▶ **Text extract**
|---|
Zero-Governance Seigniorage Shares Stablecoin Using Uniswap V2

Prerequisites

• A Note on Cryptocurrency Stabilisation: Seigniorage Shares
• Spencer Applebau: Potential Soros Attack against SS stablecoins

Motivation
IOU stablecoins such as USDT and USDC carry counterparty risk. Collateralized-debt Stablecoins such as DAI carry collateral, governance and price feed oracle manipulation risks. In an attempt to mitigate these risks, the idea of Seignorage Shares Stablecoins has surfaced since 2014 as a third alternative but is yet to be proven.
SS Stablecoins have so far faced the following challenges:

• SS Stablecoins require a price feed oracle operated by a central operator, which requires trusting a private entity.
• Private entities maintaining SS Stablecoin systems are subject to securities regulations worldwide. Basis was shut down in 2018 due to regulatory pressure.
• SS Stablecoins may be susceptible to Soros Attacks, where long-term confidence can be broken by short-term peg fluctuations.

Previous work on SS Stablecoins attempted to create a peg between the stablecoin and the target currency (e.g. USD) by introducing a two-token model, a stablecoin token and a seigniorage share token.
If the price of the stablecoin rises above the pegged asset price, the smart contract mints more stablecoin tokens and offers them for sale in exchange for the share token. If the stablecoin price falls under the peg, new shares are minted and are offered for sale in exchange for the stablecoin token.
|---|
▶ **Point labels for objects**
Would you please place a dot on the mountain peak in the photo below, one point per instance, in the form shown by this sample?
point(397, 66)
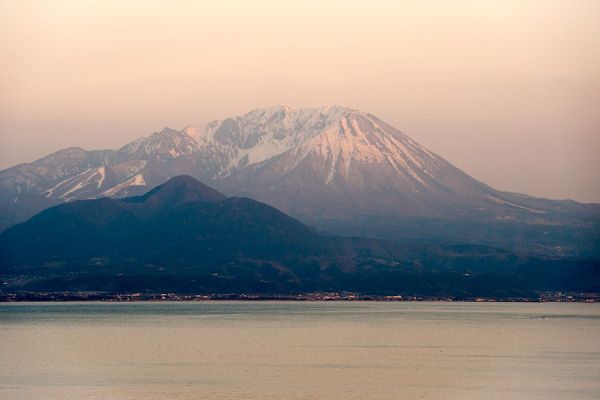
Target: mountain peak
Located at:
point(177, 191)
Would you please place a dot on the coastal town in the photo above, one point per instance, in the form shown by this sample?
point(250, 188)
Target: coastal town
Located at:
point(558, 297)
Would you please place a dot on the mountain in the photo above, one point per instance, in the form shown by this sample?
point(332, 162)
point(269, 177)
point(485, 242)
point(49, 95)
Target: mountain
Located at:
point(185, 237)
point(342, 170)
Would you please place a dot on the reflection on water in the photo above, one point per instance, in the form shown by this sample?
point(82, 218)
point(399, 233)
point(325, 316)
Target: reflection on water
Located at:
point(299, 350)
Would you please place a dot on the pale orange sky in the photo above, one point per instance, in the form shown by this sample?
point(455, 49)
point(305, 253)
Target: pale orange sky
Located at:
point(509, 91)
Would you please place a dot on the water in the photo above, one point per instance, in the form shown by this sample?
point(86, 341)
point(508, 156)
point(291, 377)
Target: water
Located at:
point(299, 350)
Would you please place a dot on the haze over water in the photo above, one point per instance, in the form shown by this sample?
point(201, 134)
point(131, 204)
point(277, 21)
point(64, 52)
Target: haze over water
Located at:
point(298, 350)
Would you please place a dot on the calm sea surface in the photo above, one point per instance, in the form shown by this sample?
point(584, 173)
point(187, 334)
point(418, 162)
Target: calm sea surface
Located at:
point(299, 350)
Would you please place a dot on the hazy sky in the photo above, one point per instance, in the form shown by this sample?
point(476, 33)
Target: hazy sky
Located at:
point(509, 91)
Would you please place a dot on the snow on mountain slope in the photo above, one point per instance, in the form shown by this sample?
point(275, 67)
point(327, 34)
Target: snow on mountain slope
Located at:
point(320, 163)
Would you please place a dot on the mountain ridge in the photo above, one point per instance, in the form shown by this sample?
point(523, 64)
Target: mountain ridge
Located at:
point(210, 243)
point(321, 165)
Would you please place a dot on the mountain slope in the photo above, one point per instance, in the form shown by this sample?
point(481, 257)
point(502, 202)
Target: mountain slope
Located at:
point(340, 169)
point(185, 237)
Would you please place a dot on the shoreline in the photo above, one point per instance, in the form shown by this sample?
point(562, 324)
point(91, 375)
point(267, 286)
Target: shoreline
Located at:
point(59, 297)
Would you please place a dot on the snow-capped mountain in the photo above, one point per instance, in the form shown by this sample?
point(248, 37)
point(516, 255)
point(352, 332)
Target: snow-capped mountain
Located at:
point(324, 164)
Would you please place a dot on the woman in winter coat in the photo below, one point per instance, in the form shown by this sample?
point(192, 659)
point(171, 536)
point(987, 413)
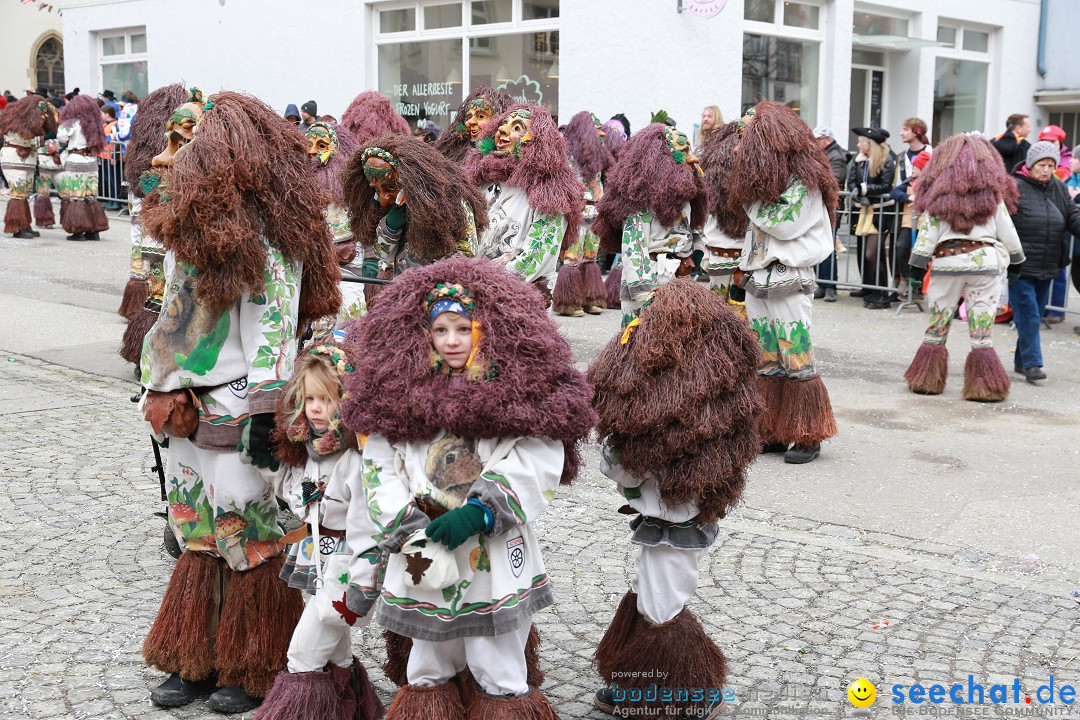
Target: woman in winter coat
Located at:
point(1043, 218)
point(871, 180)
|---|
Reproduce the stretch of the seigniorage shares stablecoin text above from "Zero-Governance Seigniorage Shares" through "to regulatory pressure.", word for word.

Zero-Governance Seigniorage Shares Stablecoin Using Uniswap V2

Prerequisites

• A Note on Cryptocurrency Stabilisation: Seigniorage Shares
• Spencer Applebau: Potential Soros Attack against SS stablecoins

Motivation
IOU stablecoins such as USDT and USDC carry counterparty risk. Collateralized-debt Stablecoins such as DAI carry collateral, governance and price feed oracle manipulation risks. In an attempt to mitigate these risks, the idea of Seignorage Shares Stablecoins has surfaced since 2014 as a third alternative but is yet to be proven.
SS Stablecoins have so far faced the following challenges:

• SS Stablecoins require a price feed oracle operated by a central operator, which requires trusting a private entity.
• Private entities maintaining SS Stablecoin systems are subject to securities regulations worldwide. Basis was shut down in 2018 due to regulatory pressure.